## ACTIVITY
Give every entry again, word for word.

++++++++

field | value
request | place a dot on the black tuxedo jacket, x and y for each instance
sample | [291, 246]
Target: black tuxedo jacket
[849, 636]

++++++++

## SOLUTION
field | value
request | place a dot on the black tuxedo jacket, x and y for each instance
sample | [291, 246]
Target: black tuxedo jacket
[849, 636]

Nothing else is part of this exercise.